#### Données à traiter:
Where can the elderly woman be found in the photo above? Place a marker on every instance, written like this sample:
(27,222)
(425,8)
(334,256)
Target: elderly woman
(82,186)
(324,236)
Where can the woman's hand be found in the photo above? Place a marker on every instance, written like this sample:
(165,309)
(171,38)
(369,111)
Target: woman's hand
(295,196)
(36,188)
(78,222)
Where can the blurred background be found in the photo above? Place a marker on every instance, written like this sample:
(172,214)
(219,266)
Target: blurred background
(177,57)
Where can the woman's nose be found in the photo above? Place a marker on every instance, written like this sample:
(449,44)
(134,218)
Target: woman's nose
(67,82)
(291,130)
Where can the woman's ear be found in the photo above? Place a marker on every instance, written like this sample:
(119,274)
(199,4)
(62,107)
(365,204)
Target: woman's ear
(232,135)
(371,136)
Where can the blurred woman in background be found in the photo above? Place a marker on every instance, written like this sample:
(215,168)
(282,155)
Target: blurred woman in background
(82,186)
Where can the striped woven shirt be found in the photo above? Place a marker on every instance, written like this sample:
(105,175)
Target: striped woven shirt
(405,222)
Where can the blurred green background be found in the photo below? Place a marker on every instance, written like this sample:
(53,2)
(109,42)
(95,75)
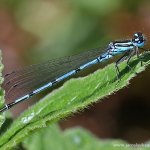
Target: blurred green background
(39,30)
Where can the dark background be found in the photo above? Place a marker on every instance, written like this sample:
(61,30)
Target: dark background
(39,30)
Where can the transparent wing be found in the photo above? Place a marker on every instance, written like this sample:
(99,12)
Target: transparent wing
(23,81)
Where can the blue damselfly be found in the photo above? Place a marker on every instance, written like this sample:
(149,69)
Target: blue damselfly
(22,84)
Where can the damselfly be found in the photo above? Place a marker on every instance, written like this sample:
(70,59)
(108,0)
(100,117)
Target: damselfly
(22,84)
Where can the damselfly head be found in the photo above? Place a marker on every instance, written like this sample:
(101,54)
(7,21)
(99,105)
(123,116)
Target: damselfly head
(138,39)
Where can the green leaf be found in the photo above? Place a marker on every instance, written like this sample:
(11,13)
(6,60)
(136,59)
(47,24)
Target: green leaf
(2,117)
(71,139)
(73,96)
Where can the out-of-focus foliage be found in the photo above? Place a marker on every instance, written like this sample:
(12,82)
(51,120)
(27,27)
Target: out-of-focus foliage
(72,139)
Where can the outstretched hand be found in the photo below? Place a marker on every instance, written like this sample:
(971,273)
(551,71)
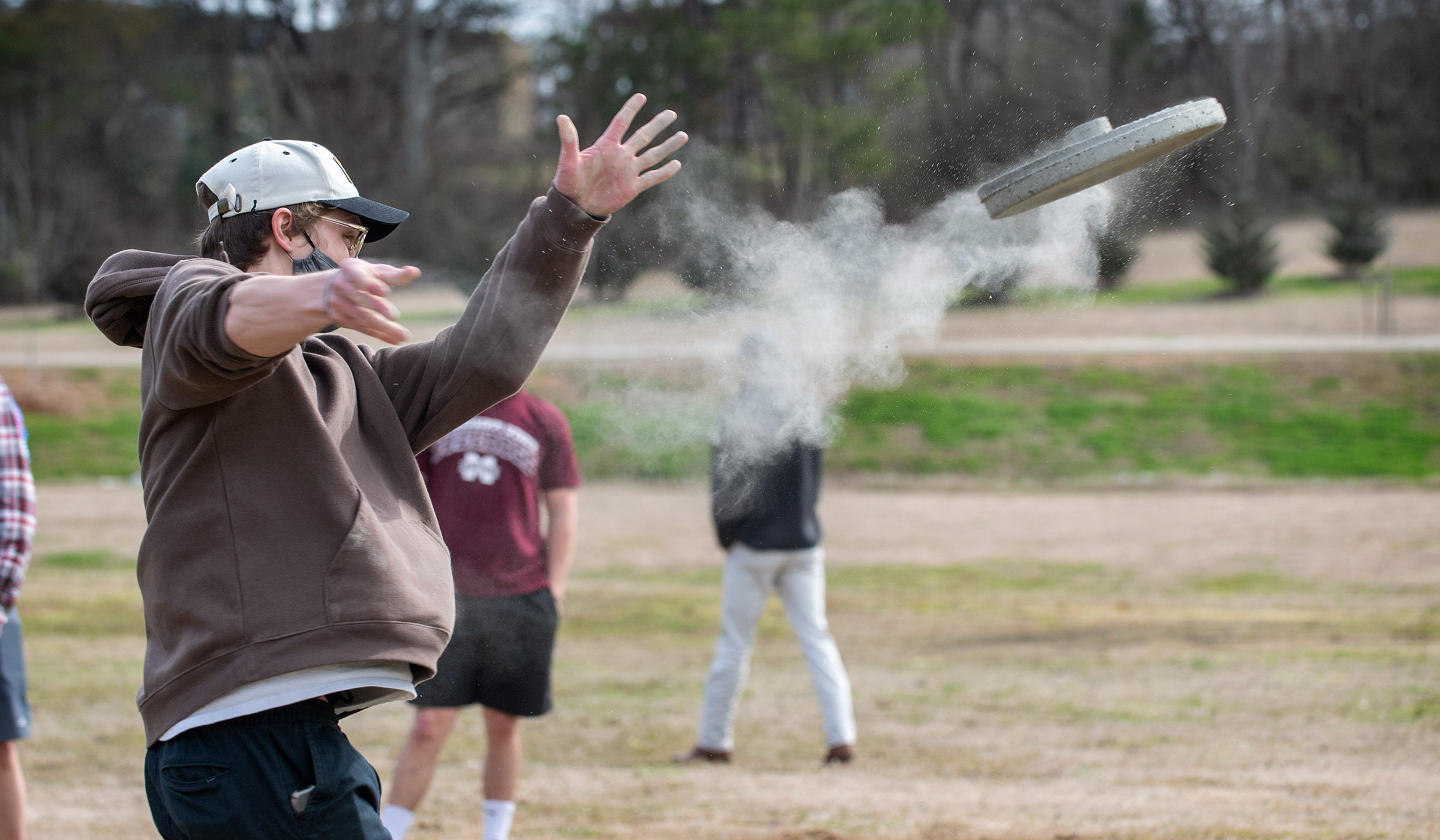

#### Détails de la tâche:
Transcris toutes les lignes des items ci-dessus en une liste JSON de chaînes, à raison d'une chaîne par ligne et sans les lignes vides. Laisse les images de côté.

#### Réponse proposée:
[
  "Where can the elderly woman be found in the photo above? Place a marker on every instance, written like this sample:",
  "(27,222)",
  "(425,8)",
  "(334,256)",
  "Target: elderly woman",
  "(82,186)",
  "(324,236)",
  "Where can the woman's hand be found in the photo above? Place a marker on every instance, written like this sample:",
  "(165,309)",
  "(171,38)",
  "(369,111)",
  "Target: woman's hand",
  "(295,196)",
  "(36,188)",
  "(78,222)",
  "Where can the blurred background be found in the photo above? Place a marker on every instance, written like this sample:",
  "(172,214)",
  "(219,266)",
  "Target: blurred background",
  "(177,57)",
  "Where can the woman's nose be found in the photo above? Place a marker on every instance, written like this sample:",
  "(449,44)",
  "(134,218)",
  "Target: woman's nose",
  "(67,82)",
  "(291,130)",
  "Where can the woman's ear be found in the photo above? Place a marker on every instance, written like this sample:",
  "(119,274)",
  "(199,4)",
  "(62,107)",
  "(365,204)",
  "Target: woman's ear",
  "(232,135)",
  "(371,136)",
  "Where can the blurred woman in background be found in the photo above? Place a marker on every instance, written like this sample:",
  "(215,168)",
  "(282,155)",
  "Target: blurred woman in background",
  "(82,186)",
  "Where can the striped woven shirt be found in the photo above? Place a marker on every instance, written like this sample:",
  "(105,175)",
  "Target: striped woven shirt",
  "(405,222)",
  "Where can the blurred green background be found in the photo below? Place a marker on every instance, written like this sample:",
  "(53,2)",
  "(109,42)",
  "(95,75)",
  "Target: blurred green background",
  "(39,30)",
  "Where can the dark background be found in the photo above? Place a marker on every instance, written like this sample:",
  "(61,30)",
  "Target: dark background",
  "(39,30)",
  "Where can the transparent wing be found in the photo above? Place a marker on every instance, written like this sample:",
  "(99,12)",
  "Target: transparent wing",
  "(23,81)",
  "Where can the blue damselfly be found in the photo above? Place a marker on every instance, written like this sample:",
  "(149,69)",
  "Target: blue damselfly",
  "(22,84)",
  "Where can the damselfly be found in the photo above? Place a marker on every instance, written like this sample:",
  "(70,59)",
  "(108,0)",
  "(100,117)",
  "Target: damselfly",
  "(22,84)",
  "Where can the damselfly head be found in the photo above? Place a marker on every instance, written like this sample:",
  "(101,54)",
  "(7,21)",
  "(99,105)",
  "(123,116)",
  "Target: damselfly head",
  "(138,39)",
  "Where can the green leaf be found in the photo above? Place a marker on every instance, written like this sample:",
  "(11,13)",
  "(6,60)",
  "(136,59)",
  "(47,24)",
  "Target: green leaf",
  "(2,117)",
  "(71,139)",
  "(73,96)",
  "Where can the out-of-focus foliage be found in the photo above? Place a marker on every instance, written like this sample:",
  "(12,82)",
  "(51,120)",
  "(27,27)",
  "Target: out-of-focus foliage",
  "(72,139)",
  "Where can the outstretched hand be found in the photo below? Place a marker on every instance, written like this sample:",
  "(971,273)",
  "(551,71)"
]